# Chargeback vs Section 75



## Rayaan (Jun 1, 2014)

Hi guys, first time Im even considering using one of these EVER, even after 6-7 years problem free buying, so was wondering if someone could advise. 

I bought 10 items worth £20 each over the internet so £200 in total. I bought it from a small independent run company up in Scotland on April 23rd. 

I paid with Barclays Visa credit card but went through Paypal (had no balance in Paypal so it was a direct transaction I presume??)

Anyway, I was told my items would be shipped on Tuesday 26th as their courier would be picking it up and the items delivered by pallet.

Now the products still haven't arrived and they don't respond well to e-mails. I sent one email mentioning I havent received them today and they said they would get in touch with the shipping company and get back to me.

I haven't heard anything back but I will wait till tomorrow and give them a ring to see what is going on.

Now I am reasonable and I understand that there has been a bank holiday and pallet companies dont normally deliver on weekends, but it has still been 4 business days (normal time is 2-3). Maybe it took the pallet company a while to get it down to Yorkshire but hey ho. I will still get in touch to actually find out if its been shipped or not and then wait till the end of this next week if I have to.

I have NOT been given any dispatch details or a tracking number, just a confirmation of my order which was on 23rd April.

So my question is, if I do not get my products, which one would I use? 

I understand that section 75 is only for 1 item costing £100+ but chargeback seems to be for anything that doesn't arrive and doesn't seem to have a limit that I know of.

I would greatly appreciate any help. Thank you.


----------



## Kerr (Mar 27, 2012)

You don't get section 75 cover when you pay though PayPal. PayPal is your point of contact for this transaction.

Section 75 doesn't cover you when you don't pay the company in question directly.


----------



## Rayaan (Jun 1, 2014)

Kerr said:


> You don't get section 75 cover when you pay though PayPal. PayPal is your point of contact for this transaction.
> 
> Section 75 doesn't cover you when you don't pay the company in question directly.


Ok but I cant use it anyway as each product is less than £100 right? So chargeback seems the only viable option (or go through Paypal resolution centre but don't know which one is better)


----------



## MDC250 (Jan 4, 2014)

Chargeback is pretty pointless in practice IME. 

If the company don't respond to Barclaycard don't be surprised if that's as far as they take it.


----------



## m4rkymark (Aug 17, 2014)

Where in Scotland is the company? Can someone here go around if they are nearby and see what's going on for you?

Although your not strictly covered if you pay via PayPal the banks will listen to you and possibly cover you, I had this conversation with my bank and they Said they would cover the transaction.

# GIVEN PROBLEM 1
Please reproduce the entries below without changes. Begin at the line that has "Exercise. Mark the sesame", stop after the last entry, and leave out the pictures.
The forum thread and the entries have no connection to each other.

# ENTRIES SUPPLIED
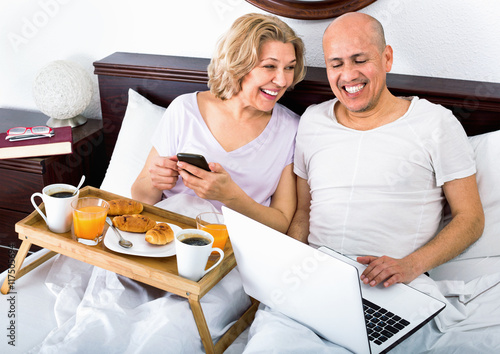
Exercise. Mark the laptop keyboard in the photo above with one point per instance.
(380, 323)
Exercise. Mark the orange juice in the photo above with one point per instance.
(88, 221)
(218, 231)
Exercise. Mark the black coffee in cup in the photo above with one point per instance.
(62, 194)
(196, 241)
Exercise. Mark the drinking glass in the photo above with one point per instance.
(89, 217)
(213, 223)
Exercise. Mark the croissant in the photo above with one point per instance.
(133, 223)
(161, 234)
(124, 206)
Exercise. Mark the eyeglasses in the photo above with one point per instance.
(23, 133)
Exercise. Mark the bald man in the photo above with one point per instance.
(375, 170)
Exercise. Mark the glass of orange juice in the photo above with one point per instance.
(89, 217)
(213, 223)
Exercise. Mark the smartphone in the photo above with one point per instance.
(194, 159)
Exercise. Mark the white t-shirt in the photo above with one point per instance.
(378, 192)
(256, 167)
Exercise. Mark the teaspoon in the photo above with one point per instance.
(124, 243)
(79, 184)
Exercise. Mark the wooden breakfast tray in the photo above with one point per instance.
(158, 272)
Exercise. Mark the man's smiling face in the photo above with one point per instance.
(356, 64)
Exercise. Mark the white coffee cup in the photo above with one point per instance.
(59, 213)
(192, 258)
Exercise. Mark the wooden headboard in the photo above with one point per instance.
(161, 78)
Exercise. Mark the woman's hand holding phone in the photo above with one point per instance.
(164, 172)
(214, 183)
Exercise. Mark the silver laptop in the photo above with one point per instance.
(321, 289)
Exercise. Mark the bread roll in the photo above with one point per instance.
(124, 207)
(161, 234)
(133, 223)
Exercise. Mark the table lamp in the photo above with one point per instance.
(62, 90)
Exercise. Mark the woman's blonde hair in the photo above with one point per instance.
(237, 52)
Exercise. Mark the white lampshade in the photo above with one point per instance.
(62, 90)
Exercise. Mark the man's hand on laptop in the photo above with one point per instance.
(387, 270)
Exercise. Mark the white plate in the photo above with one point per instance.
(141, 247)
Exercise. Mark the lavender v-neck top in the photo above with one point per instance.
(256, 167)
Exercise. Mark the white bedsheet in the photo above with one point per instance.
(67, 306)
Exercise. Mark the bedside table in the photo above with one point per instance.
(20, 178)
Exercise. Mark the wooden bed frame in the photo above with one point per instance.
(162, 78)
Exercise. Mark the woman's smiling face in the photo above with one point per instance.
(264, 85)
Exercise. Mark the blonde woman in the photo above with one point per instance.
(247, 137)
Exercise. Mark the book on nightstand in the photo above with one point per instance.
(59, 144)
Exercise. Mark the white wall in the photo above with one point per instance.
(446, 38)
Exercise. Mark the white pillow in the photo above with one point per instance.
(487, 154)
(133, 144)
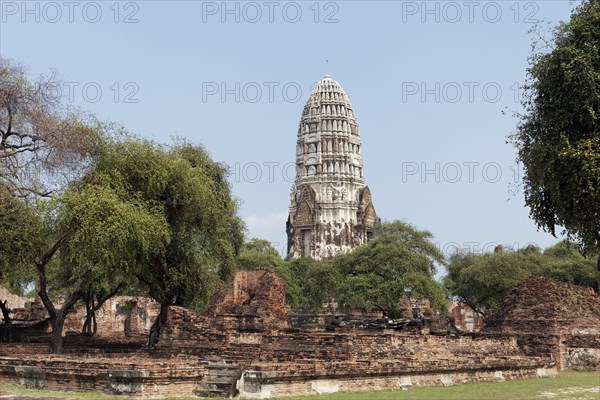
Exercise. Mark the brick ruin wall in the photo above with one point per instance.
(247, 328)
(13, 300)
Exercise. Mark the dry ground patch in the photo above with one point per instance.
(567, 386)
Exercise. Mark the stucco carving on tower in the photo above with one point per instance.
(331, 208)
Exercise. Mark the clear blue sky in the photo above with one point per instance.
(428, 82)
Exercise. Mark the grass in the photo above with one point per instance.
(568, 385)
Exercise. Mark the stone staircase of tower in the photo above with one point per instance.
(220, 380)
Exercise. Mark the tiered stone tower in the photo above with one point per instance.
(331, 210)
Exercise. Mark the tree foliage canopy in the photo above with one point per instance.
(558, 137)
(482, 280)
(399, 261)
(187, 200)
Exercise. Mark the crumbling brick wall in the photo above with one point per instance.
(12, 300)
(554, 317)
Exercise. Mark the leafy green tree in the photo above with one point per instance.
(44, 143)
(483, 280)
(564, 262)
(316, 283)
(191, 194)
(399, 260)
(98, 231)
(19, 226)
(558, 136)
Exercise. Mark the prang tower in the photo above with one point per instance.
(331, 210)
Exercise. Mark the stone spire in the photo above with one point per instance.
(331, 211)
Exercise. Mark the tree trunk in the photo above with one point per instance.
(598, 274)
(57, 338)
(86, 329)
(5, 333)
(93, 304)
(158, 325)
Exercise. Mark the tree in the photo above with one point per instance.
(483, 280)
(43, 143)
(192, 196)
(400, 260)
(98, 231)
(18, 226)
(558, 137)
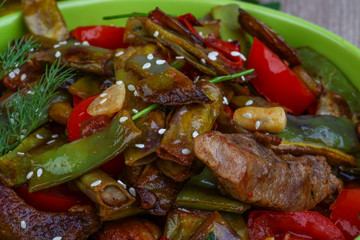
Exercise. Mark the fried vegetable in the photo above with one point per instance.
(157, 192)
(181, 223)
(75, 55)
(152, 125)
(216, 226)
(73, 159)
(195, 197)
(187, 122)
(78, 223)
(269, 37)
(104, 190)
(333, 132)
(43, 18)
(322, 69)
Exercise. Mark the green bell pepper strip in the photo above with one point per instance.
(323, 70)
(333, 132)
(73, 159)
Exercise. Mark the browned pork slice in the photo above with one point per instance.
(253, 173)
(18, 220)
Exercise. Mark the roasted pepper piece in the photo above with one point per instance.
(334, 132)
(43, 18)
(181, 223)
(187, 122)
(150, 125)
(82, 57)
(323, 70)
(76, 158)
(208, 199)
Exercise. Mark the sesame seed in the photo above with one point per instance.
(103, 101)
(249, 102)
(131, 87)
(23, 224)
(140, 145)
(119, 54)
(195, 134)
(257, 125)
(39, 136)
(39, 172)
(150, 56)
(12, 75)
(121, 183)
(225, 101)
(123, 119)
(212, 55)
(146, 66)
(57, 54)
(96, 183)
(23, 77)
(132, 191)
(162, 131)
(247, 115)
(29, 175)
(185, 151)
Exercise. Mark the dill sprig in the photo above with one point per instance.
(29, 107)
(17, 54)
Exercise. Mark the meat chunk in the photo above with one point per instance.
(130, 229)
(254, 174)
(21, 221)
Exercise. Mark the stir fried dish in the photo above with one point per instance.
(174, 128)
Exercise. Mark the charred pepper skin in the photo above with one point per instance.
(72, 160)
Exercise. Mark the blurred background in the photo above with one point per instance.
(339, 16)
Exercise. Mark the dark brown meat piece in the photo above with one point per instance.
(253, 173)
(78, 223)
(130, 229)
(269, 37)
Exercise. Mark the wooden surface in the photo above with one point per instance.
(341, 17)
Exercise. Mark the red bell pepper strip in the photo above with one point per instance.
(55, 199)
(276, 81)
(291, 225)
(346, 212)
(109, 37)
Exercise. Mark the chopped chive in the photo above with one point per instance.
(127, 15)
(145, 110)
(214, 80)
(228, 77)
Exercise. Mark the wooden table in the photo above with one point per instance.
(341, 17)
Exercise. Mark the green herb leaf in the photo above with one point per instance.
(17, 54)
(211, 236)
(29, 107)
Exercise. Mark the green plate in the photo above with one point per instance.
(295, 31)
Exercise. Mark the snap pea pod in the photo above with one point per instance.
(73, 159)
(333, 132)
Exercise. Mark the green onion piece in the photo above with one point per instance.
(127, 15)
(228, 77)
(145, 110)
(214, 80)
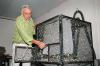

# GIVEN PROBLEM 2
Return word for word the part of the forum thread that begins at the words "I understand that section" and ends after "that I know of.".

# OUTPUT 1
Exercise. Mark the sesame seed in the photo above with one point per instance.
(103, 101)
(249, 102)
(131, 87)
(23, 224)
(140, 145)
(119, 54)
(195, 134)
(257, 125)
(39, 136)
(39, 172)
(150, 56)
(12, 75)
(121, 183)
(225, 101)
(123, 119)
(212, 55)
(146, 66)
(57, 54)
(96, 183)
(23, 77)
(132, 191)
(162, 131)
(247, 115)
(29, 175)
(185, 151)
Exercise. Mark the dill sprig in the photo above with one point per instance.
(29, 107)
(17, 54)
Exercise. Mark the meat chunk in the photo above with one point per instance.
(130, 229)
(254, 174)
(21, 221)
Exercise. Mark the stir fried dish in the photo above with one point per instance.
(174, 128)
Exercise. Mark the charred pepper skin in the photo above with one point per instance.
(72, 160)
Exercise. Mark the blurred background in the photo above with one point per instance.
(339, 16)
Exercise. Mark the dark brown meat piece in the photo above with one point per instance.
(253, 173)
(78, 223)
(130, 229)
(269, 37)
Exercise. Mark the wooden surface in the photo above with one point per instance.
(341, 17)
Exercise. Mark the red bell pepper strip in the photo above with one point per instance.
(55, 199)
(276, 81)
(291, 225)
(346, 212)
(109, 37)
Exercise. Mark the chopped chive in the photo above with one point per instance.
(127, 15)
(145, 110)
(214, 80)
(228, 77)
Exercise. Mark the wooden table in the photo above with one point per instance.
(341, 17)
Exercise. Mark the green herb leaf in the photo above with one point per instance.
(17, 54)
(211, 236)
(29, 107)
Exercise. Mark the green plate in the photo above with one point per instance.
(295, 31)
Exercise. Mark the snap pea pod in the photo above with one point per instance.
(73, 159)
(333, 132)
Exercise. Mark the green onion piece in the photo above with one point per instance.
(127, 15)
(228, 77)
(145, 110)
(214, 80)

# OUTPUT 2
I understand that section 75 is only for 1 item costing £100+ but chargeback seems to be for anything that doesn't arrive and doesn't seem to have a limit that I know of.